Ergothioneine — The Longevity Amino Acid
Ergothioneine (ET) is a naturally occurring amino acid and potent antioxidant found primarily in mushrooms, black beans, and oat bran. Humans have a dedicated transporter (OCTN1/SLC22A4) for ergothioneine — suggesting evolutionary importance — and accumulate it in high concentrations in mitochondria, red blood cells, and the lens of the eye. Low plasma ergothioneine is associated with cognitive decline and increased mortality.
Mechanism of Action
ET is a histidine-derived thiol that accumulates in mitochondria and protects against oxidative damage to mtDNA and mitochondrial membranes. Unlike most antioxidants, ET is not consumed in the process — it regenerates itself after radical quenching. It also chelates metal ions (Cu, Fe) that catalyse free radical production, and activates Nrf2.

_ _ _ _ _

▶ **Set of tasks**
A – Summarize the ergothioneine passage in two sentences.
B – Write the next part of the ergothioneine passage, picking up after its final sentence.

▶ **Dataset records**
_ _ _ _ _

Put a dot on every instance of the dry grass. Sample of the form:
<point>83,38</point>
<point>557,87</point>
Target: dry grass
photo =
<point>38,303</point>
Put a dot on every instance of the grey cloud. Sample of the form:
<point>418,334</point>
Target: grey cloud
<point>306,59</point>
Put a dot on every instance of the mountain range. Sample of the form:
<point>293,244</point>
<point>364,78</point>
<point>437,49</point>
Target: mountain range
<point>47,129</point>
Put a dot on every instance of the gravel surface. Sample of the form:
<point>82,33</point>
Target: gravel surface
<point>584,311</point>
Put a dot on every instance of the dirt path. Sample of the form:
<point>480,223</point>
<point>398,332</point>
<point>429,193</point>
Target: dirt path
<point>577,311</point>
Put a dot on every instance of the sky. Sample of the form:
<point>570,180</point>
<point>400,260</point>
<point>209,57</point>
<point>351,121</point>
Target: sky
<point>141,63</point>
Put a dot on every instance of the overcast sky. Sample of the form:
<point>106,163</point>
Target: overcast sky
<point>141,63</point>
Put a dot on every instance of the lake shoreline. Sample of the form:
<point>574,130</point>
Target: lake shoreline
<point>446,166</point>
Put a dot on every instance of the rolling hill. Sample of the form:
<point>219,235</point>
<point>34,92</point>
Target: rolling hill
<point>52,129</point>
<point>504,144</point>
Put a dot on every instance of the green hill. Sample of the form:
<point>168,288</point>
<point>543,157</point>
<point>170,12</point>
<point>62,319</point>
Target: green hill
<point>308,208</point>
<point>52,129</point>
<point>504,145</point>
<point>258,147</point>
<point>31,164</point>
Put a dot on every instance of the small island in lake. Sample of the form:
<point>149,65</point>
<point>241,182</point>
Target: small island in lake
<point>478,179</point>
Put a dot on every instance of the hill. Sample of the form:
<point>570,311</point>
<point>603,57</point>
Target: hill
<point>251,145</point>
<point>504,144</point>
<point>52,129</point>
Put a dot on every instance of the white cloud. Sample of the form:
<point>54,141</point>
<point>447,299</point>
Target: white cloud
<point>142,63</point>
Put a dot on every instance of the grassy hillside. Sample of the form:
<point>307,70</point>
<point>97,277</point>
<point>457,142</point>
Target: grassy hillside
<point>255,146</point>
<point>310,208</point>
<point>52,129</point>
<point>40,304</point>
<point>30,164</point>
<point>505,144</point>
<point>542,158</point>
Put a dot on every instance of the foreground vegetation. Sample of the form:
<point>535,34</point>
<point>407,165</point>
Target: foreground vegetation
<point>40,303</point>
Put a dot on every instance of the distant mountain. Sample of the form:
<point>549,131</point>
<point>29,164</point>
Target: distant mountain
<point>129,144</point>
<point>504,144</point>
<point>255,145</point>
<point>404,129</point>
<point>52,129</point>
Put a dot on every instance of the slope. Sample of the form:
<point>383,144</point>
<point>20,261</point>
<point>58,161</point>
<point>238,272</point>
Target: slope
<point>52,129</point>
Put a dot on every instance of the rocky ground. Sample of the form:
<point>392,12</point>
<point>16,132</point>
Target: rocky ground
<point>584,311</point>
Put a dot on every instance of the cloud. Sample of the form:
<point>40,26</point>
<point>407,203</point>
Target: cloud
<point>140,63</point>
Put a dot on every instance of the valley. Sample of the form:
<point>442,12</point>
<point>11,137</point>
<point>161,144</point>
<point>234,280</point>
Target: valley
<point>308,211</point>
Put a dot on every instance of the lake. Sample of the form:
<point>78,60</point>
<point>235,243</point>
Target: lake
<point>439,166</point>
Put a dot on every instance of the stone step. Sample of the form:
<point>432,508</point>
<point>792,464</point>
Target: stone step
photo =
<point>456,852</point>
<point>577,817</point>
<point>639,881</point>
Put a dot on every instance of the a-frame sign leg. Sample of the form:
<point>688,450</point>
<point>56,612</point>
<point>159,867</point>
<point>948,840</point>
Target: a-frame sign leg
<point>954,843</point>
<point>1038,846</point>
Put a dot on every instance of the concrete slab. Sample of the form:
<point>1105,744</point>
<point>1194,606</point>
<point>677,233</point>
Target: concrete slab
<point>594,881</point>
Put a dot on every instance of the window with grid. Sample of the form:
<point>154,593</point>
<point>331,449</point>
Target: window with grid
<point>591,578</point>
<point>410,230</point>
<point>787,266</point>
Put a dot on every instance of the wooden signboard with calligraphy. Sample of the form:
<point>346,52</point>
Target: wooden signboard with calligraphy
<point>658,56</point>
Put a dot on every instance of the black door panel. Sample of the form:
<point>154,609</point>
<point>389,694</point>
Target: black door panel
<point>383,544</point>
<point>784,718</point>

_ _ _ _ _

▶ **Results of the tasks**
A – Ergothioneine is a naturally occurring amino acid and potent antioxidant, found mainly in mushrooms, black beans, and oat bran, that humans take up through a dedicated transporter and concentrate in mitochondria, red blood cells, and the lens of the eye, with low plasma levels linked to cognitive decline and higher mortality. It protects mitochondrial DNA and membranes from oxidative damage, regenerates itself after quenching radicals instead of being used up, chelates copper and iron ions that catalyze free radical production, and activates Nrf2.

B –
Human Trial Evidence
A 2020 Biochemical and Biophysical Research Communications study showed plasma ET levels are significantly lower in patients with mild cognitive impairment and Alzheimer's disease. A 2021 PLOS ONE prospective study of 3,236 adults showed low plasma ET was associated with significantly higher all-cause mortality over 20 years. Human supplementation trials are emerging (2023–2025).
Dosing Protocol
5–30 mg/day (emerging evidence). Mushrooms are the richest dietary source — oyster, shiitake, and king oyster mushrooms contain 1–5 mg per 100g. Standalone ET supplements are becoming available. The dedicated OCTN1 transporter suggests saturable absorption — higher doses may not proportionally increase tissue levels.
Safety & Contraindications
Excellent safety profile. No adverse effects reported in any human study. The dedicated transporter suggests it is a physiologically essential compound. No drug interactions identified. Safe for long-term use.